╭─ SUPPLIED ENTRIES
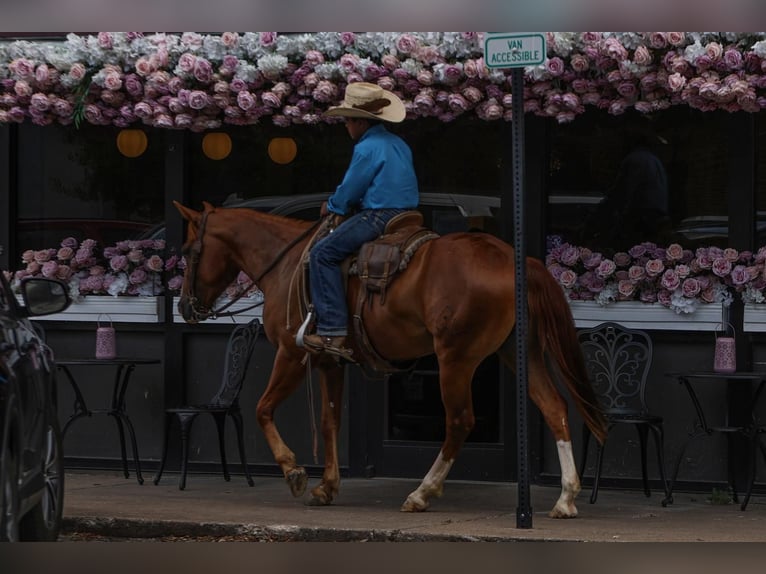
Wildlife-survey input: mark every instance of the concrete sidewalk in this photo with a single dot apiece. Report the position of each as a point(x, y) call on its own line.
point(107, 504)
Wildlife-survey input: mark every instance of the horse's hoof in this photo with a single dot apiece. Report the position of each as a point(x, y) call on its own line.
point(319, 498)
point(413, 504)
point(318, 501)
point(297, 479)
point(563, 512)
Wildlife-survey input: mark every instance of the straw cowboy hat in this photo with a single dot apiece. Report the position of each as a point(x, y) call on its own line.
point(363, 100)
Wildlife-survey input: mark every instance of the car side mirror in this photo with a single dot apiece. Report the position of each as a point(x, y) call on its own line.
point(43, 296)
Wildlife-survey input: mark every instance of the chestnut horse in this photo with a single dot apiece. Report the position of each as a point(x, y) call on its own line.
point(454, 300)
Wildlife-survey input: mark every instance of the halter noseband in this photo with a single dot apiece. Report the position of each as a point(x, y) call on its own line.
point(201, 312)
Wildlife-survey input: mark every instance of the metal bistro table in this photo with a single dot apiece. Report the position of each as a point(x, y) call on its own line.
point(746, 428)
point(124, 368)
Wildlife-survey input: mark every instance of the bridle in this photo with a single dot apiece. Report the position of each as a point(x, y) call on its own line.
point(201, 312)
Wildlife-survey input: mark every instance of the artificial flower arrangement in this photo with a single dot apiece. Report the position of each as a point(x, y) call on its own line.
point(202, 81)
point(672, 276)
point(144, 267)
point(134, 267)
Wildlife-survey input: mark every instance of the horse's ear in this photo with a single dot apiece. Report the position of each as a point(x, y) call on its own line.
point(187, 213)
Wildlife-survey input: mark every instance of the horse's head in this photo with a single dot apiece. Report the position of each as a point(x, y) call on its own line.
point(209, 265)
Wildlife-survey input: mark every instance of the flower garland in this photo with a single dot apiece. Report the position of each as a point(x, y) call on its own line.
point(672, 276)
point(200, 82)
point(134, 267)
point(143, 267)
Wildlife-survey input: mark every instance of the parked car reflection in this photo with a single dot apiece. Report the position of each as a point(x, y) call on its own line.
point(31, 458)
point(442, 212)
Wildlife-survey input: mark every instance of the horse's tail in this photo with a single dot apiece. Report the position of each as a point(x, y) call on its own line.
point(558, 337)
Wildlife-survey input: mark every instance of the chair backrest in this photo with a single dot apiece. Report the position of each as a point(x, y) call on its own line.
point(618, 361)
point(238, 352)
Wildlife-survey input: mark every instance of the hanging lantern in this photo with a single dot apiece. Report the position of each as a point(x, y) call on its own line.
point(131, 142)
point(216, 145)
point(282, 150)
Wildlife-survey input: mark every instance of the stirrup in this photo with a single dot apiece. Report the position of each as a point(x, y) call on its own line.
point(303, 328)
point(339, 352)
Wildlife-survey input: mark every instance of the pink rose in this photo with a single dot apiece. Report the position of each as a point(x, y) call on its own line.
point(690, 287)
point(138, 276)
point(621, 259)
point(708, 295)
point(739, 275)
point(676, 82)
point(642, 56)
point(654, 267)
point(458, 103)
point(568, 278)
point(606, 268)
point(175, 282)
point(626, 288)
point(674, 252)
point(118, 263)
point(406, 44)
point(472, 94)
point(198, 100)
point(203, 71)
point(676, 38)
point(65, 253)
point(154, 263)
point(186, 62)
point(77, 71)
point(731, 254)
point(670, 280)
point(721, 267)
point(579, 63)
point(555, 66)
point(714, 51)
point(230, 39)
point(390, 62)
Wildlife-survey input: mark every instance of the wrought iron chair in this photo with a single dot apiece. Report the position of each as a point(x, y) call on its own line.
point(618, 361)
point(225, 403)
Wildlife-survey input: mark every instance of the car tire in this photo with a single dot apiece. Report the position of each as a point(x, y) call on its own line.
point(43, 522)
point(9, 475)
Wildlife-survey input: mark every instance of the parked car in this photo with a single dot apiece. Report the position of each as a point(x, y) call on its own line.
point(44, 233)
point(442, 212)
point(31, 458)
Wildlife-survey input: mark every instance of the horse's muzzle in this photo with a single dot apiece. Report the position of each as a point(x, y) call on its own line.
point(187, 311)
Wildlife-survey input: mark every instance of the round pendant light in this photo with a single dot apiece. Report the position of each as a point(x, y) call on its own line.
point(216, 145)
point(132, 142)
point(282, 150)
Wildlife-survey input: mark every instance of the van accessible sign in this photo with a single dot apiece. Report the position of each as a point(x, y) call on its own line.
point(503, 50)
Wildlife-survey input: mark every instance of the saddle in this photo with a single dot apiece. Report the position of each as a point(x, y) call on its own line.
point(376, 264)
point(380, 260)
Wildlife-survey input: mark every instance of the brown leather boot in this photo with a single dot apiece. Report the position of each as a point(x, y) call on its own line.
point(327, 344)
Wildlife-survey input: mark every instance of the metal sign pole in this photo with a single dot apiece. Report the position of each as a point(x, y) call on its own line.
point(524, 508)
point(515, 51)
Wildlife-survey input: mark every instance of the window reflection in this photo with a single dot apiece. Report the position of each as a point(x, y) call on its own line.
point(585, 166)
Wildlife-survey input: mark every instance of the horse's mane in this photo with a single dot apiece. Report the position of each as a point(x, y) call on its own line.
point(268, 217)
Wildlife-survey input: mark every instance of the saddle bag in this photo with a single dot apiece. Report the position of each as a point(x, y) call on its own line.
point(378, 263)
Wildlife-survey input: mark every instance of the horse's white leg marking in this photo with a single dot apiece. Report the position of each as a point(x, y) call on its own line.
point(432, 485)
point(570, 483)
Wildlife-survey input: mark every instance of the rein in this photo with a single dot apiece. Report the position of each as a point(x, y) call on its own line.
point(200, 312)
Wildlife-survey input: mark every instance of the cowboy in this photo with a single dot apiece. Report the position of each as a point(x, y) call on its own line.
point(379, 184)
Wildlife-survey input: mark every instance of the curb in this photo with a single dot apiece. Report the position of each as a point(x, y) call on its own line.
point(120, 528)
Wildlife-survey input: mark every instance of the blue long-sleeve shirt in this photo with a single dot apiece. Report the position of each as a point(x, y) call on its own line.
point(381, 175)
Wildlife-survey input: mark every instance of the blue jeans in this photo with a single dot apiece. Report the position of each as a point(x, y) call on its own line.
point(325, 278)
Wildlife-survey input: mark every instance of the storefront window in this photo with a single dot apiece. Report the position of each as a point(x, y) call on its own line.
point(75, 183)
point(585, 163)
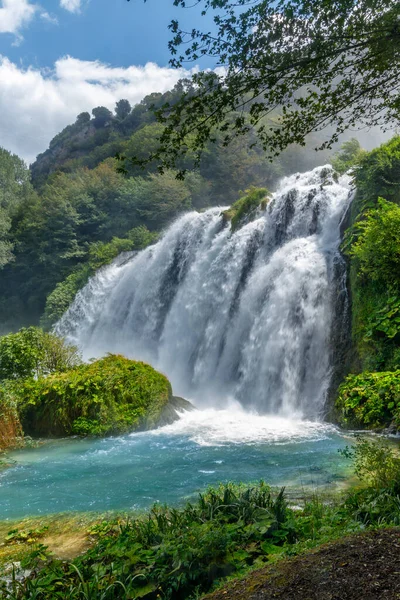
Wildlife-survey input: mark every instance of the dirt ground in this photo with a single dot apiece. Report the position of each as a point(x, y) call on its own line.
point(361, 567)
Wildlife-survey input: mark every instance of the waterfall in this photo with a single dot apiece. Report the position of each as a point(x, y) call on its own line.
point(242, 315)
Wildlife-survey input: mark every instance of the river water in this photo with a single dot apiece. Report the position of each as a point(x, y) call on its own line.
point(171, 464)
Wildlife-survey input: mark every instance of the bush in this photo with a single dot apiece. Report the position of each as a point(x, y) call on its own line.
point(112, 395)
point(348, 156)
point(370, 400)
point(10, 426)
point(99, 255)
point(246, 206)
point(31, 352)
point(377, 465)
point(174, 554)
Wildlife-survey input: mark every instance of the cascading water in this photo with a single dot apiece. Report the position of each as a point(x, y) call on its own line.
point(244, 315)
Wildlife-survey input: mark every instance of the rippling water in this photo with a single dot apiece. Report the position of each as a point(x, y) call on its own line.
point(170, 464)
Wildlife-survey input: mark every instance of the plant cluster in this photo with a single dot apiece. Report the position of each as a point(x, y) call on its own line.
point(372, 243)
point(181, 553)
point(109, 396)
point(246, 206)
point(32, 352)
point(370, 400)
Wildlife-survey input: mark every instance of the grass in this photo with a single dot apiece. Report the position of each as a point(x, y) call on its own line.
point(182, 553)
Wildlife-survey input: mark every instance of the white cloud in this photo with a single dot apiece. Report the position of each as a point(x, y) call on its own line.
point(36, 104)
point(15, 14)
point(71, 5)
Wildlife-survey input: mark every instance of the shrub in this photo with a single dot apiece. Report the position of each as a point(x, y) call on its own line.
point(246, 206)
point(109, 396)
point(377, 465)
point(31, 352)
point(10, 426)
point(370, 400)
╰─
## SET TASK
Render the lines starting at the one containing "Wildlife-survey input: mark every instance of the pink" and ending at the one containing "point(65, 253)" as a Markdown table with the columns Row and Line, numbering each row and leaving out blank lines.

## THE RESULT
| Row | Line |
|---|---|
| 1 | Wildlife-survey input: mark every instance of the pink rose in this photo with a single dot apiece. Report the position of each as a point(x, y) call on its own line. |
| 2 | point(690, 287) |
| 3 | point(138, 276) |
| 4 | point(621, 259) |
| 5 | point(708, 295) |
| 6 | point(739, 275) |
| 7 | point(676, 82) |
| 8 | point(642, 56) |
| 9 | point(654, 267) |
| 10 | point(458, 103) |
| 11 | point(568, 278) |
| 12 | point(606, 268) |
| 13 | point(175, 282) |
| 14 | point(626, 288) |
| 15 | point(674, 252) |
| 16 | point(118, 263) |
| 17 | point(406, 44) |
| 18 | point(472, 94) |
| 19 | point(198, 100) |
| 20 | point(203, 71) |
| 21 | point(676, 38) |
| 22 | point(65, 253) |